(Text provided begins)
The NCAA has already appealed Judge Ken Curry’s ruling to the Court of Appeals for the Seventh District of Texas in Amarillo. The NCAA ruled Sorsby ineligible after it discovered he wagered approximately $90,000 on professional and college sports over four years, including 40 bets involving Indiana football when he was a freshman with the Hoosiers in 2022. The NCAA denied Texas Tech’s appeal for reinstatement Friday.
Hocutt said he has heard the word “integrity” used a lot in the past 48 hours.
“The integrity of sport matters,” he said, “So does the integrity of how we treat a 22-year-old who sought help, entered residential treatment, and is working every day toward recovery. Those two things don’t have to be in conflict.”
In the seven-paragraph statement, Hocutt went on to explain Texas Tech’s position on what has become an unprecedented ruling in college athletics.
“We are glad Brendan is still part of our community, because that is where we can extend him the best possible support in his ongoing recovery,” Hocutt said. “Clinical care, device monitoring, financial oversight, outpatient therapy — that infrastructure exists because we take our responsibility to this young man seriously.”
Hocutt said they spent Monday after the judge’s ruling making sure those resources were in place.
“Pulling him out of a structured environment, away from his team and his support system, does not protect anyone,” Hocutt said. “It might be a cleaner headline, but it wouldn’t be the right one. And it wouldn’t be true to the institutional values that guide us every day.”
(Text provided ends)
Task to complete: According to the text on the Sorsby ruling, how much money did Sorsby wager, and over how many years?
(Records begins)
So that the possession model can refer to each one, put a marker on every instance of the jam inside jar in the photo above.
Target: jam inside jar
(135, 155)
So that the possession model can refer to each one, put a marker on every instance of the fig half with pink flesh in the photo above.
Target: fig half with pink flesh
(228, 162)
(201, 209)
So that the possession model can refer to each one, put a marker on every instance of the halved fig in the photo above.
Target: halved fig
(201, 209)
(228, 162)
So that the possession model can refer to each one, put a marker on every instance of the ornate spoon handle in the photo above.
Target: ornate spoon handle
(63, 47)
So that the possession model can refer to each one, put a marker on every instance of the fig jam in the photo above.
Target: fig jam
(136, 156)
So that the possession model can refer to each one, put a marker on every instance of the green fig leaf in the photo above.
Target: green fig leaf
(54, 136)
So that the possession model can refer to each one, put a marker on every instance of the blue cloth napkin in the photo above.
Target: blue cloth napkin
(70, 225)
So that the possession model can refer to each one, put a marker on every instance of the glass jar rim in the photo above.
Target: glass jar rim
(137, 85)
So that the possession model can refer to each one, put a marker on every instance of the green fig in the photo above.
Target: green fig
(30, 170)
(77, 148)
(Records ends)
(Records begins)
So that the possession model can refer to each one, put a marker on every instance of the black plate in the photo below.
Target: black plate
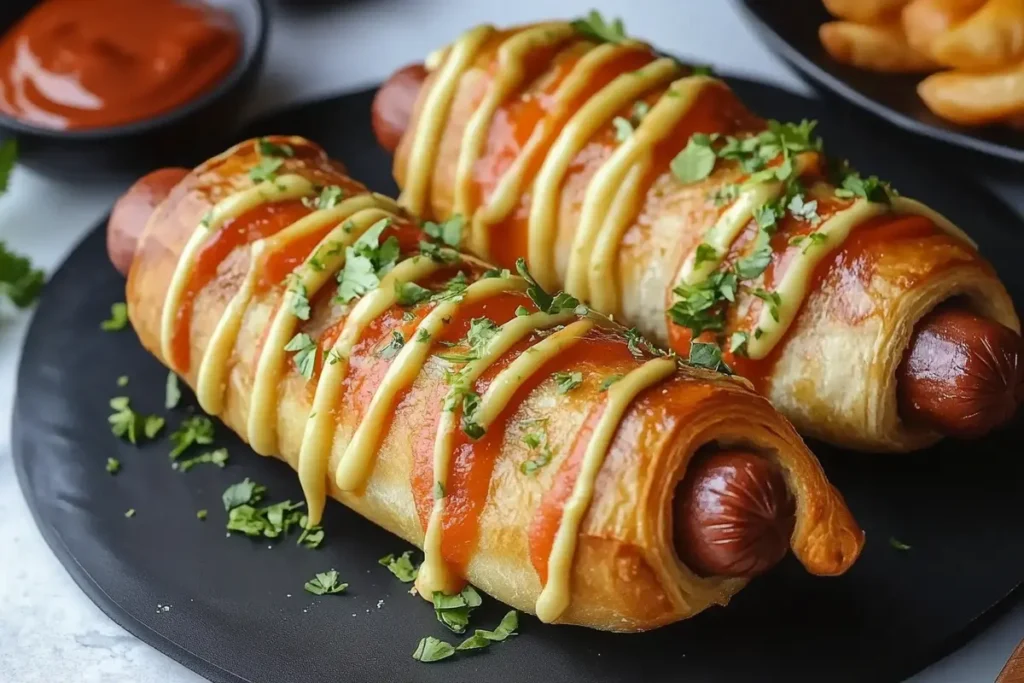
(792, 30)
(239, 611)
(Records ends)
Written response: Approximately $90,000, over four years.